● Objetivo del ejercicio: Copia el fragmento del texto sobre la muerte de Arkaitz Bellon Blanco desde las palabras que contienen "El Estado es" hasta "los derechos humanos.", y cambia "establecimientos penitenciarios" por "centros penitenciarios".

● Texto:
+++
La muerte del ciudadano vasco Arkaitz Bellon Blanco, preso en la cárcel de Puerto de Santa María, es una tragedia humana. Un joven a punto de cumplir su abultada condena ha perdido su vida en circunstancias aún por aclarar. Sus familiares y amigos deben sentir en estos momentos rabia y dolor. Cualquier persona de bien debería lamentar la muerte. Desgraciadamente, habrá quien no la sienta y quien, incluso, la disculpe y hasta la celebre. Peor para él.
El Estado es responsable de todas las vidas que confina en sus establecimientos penitenciarios y debe salvaguardar la salud de todos y cada uno de los presos, sin excepciones. En el caso de Bellon deberá explicar con detalle lo que ha ocurrido. Parece ser que no padecía ninguna enfermedad grave y que el cuerpo apareció muerto sin signos externos de violencia. La autopsia, a la que no ha podido acceder un médico de confianza de la familia, puede aclarar algunos extremos. Ahora bien, siempre nos quedará la duda de si Arkaitz no estaría hoy con vida si la condena no hubiera sido tan extremadamente dura. O si la dispersión hubiera sido anulada, como lo aconseja el estricto respeto a los derechos humanos.
+++
● Registros de datos:
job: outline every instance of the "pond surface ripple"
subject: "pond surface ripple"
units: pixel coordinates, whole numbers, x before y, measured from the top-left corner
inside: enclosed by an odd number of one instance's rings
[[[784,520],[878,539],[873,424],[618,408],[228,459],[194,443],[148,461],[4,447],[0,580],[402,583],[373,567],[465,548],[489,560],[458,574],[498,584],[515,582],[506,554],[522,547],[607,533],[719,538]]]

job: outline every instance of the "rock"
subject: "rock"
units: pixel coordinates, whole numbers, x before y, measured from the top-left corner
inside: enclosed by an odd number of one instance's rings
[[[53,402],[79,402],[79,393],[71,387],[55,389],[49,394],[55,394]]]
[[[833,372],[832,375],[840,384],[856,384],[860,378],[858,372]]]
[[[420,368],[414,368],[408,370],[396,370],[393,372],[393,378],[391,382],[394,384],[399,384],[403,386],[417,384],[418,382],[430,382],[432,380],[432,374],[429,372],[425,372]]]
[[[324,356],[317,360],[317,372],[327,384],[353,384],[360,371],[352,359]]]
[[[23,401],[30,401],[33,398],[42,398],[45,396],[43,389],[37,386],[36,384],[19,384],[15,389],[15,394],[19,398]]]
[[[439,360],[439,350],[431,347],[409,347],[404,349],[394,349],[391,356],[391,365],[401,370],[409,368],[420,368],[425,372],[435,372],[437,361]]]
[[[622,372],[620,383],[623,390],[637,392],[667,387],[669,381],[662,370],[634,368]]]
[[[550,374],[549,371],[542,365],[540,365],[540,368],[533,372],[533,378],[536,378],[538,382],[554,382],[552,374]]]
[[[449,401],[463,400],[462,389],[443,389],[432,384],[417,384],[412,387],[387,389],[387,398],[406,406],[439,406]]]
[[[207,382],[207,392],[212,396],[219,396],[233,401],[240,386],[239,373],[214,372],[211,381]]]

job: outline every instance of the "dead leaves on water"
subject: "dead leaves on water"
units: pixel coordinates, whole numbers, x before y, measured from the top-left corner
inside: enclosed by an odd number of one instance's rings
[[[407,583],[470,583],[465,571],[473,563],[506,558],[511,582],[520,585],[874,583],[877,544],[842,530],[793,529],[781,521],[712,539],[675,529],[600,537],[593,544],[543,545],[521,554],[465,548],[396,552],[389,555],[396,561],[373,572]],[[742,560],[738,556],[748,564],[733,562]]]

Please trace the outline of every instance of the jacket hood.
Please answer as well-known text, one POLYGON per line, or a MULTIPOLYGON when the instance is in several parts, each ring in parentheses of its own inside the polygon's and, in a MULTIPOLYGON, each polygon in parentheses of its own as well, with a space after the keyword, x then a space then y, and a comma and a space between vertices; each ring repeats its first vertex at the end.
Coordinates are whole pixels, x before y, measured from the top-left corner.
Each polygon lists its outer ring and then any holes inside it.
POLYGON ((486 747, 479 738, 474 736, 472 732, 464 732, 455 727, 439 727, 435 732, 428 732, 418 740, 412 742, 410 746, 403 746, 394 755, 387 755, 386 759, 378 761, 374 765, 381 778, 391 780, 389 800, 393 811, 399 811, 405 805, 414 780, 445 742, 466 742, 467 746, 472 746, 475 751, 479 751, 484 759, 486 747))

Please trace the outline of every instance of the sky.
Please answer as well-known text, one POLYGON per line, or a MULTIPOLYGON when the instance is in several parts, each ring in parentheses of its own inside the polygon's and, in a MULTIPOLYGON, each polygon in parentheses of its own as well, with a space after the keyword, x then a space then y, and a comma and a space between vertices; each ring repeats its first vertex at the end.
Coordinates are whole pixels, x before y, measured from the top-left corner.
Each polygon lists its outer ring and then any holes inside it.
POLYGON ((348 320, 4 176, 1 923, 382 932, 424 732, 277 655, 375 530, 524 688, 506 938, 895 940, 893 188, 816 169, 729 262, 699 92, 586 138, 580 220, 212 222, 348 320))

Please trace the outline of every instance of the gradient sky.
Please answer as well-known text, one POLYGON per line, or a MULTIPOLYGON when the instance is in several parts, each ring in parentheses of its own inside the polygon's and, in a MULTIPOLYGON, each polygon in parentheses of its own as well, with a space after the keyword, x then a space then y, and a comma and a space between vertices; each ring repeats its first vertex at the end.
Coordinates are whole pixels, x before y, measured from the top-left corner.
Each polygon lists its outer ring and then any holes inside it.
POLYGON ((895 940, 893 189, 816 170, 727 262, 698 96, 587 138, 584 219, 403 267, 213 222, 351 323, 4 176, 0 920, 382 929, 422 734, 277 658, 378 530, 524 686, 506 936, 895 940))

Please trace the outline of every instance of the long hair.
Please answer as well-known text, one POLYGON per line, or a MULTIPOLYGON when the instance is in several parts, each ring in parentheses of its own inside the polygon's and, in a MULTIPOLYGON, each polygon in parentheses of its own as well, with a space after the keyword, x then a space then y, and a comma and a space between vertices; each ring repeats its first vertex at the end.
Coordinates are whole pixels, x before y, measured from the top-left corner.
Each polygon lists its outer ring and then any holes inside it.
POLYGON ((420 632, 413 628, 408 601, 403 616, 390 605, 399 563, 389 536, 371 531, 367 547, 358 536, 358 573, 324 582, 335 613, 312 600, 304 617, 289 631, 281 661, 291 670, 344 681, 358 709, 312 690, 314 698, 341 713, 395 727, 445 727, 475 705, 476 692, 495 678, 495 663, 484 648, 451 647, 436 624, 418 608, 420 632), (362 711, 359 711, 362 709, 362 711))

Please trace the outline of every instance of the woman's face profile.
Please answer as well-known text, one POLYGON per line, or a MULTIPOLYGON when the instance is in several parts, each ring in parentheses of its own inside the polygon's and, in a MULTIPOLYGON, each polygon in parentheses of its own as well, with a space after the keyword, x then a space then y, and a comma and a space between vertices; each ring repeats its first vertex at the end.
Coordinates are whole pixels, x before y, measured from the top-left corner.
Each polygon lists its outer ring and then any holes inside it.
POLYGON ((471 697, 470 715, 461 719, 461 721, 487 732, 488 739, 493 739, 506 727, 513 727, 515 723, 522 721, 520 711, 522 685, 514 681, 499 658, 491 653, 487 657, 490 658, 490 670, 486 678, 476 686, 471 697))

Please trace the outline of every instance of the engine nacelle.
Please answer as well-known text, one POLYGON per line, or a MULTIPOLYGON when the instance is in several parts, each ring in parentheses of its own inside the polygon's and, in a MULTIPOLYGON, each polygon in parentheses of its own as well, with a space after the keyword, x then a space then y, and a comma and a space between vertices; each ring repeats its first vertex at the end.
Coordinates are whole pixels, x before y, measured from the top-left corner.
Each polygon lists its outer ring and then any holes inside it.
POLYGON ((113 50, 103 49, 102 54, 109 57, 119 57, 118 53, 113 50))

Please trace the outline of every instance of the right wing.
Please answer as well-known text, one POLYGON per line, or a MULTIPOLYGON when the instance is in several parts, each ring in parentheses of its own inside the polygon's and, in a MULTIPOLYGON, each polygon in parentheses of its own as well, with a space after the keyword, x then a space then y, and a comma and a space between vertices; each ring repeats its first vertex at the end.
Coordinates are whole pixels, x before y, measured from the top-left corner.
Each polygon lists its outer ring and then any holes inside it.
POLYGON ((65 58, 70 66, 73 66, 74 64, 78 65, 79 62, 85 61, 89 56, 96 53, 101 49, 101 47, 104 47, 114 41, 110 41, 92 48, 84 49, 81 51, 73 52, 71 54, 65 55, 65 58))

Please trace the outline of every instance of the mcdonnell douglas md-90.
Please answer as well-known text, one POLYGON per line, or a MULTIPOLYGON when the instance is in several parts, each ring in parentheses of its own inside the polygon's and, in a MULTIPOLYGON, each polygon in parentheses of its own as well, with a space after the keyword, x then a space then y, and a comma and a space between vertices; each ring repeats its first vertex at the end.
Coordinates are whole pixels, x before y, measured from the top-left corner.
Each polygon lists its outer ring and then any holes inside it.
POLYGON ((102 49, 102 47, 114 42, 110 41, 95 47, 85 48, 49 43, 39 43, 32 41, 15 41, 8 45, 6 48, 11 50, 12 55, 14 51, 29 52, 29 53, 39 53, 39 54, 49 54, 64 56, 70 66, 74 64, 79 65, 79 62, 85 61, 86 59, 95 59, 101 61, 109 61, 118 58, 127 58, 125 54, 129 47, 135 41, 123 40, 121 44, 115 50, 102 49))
+++
● Solución del problema:
El Estado es responsable de todas las vidas que confina en sus centros penitenciarios y debe salvaguardar la salud de todos y cada uno de los presos, sin excepciones. En el caso de Bellon deberá explicar con detalle lo que ha ocurrido. Parece ser que no padecía ninguna enfermedad grave y que el cuerpo apareció muerto sin signos externos de violencia. La autopsia, a la que no ha podido acceder un médico de confianza de la familia, puede aclarar algunos extremos. Ahora bien, siempre nos quedará la duda de si Arkaitz no estaría hoy con vida si la condena no hubiera sido tan extremadamente dura. O si la dispersión hubiera sido anulada, como lo aconseja el estricto respeto a los derechos humanos.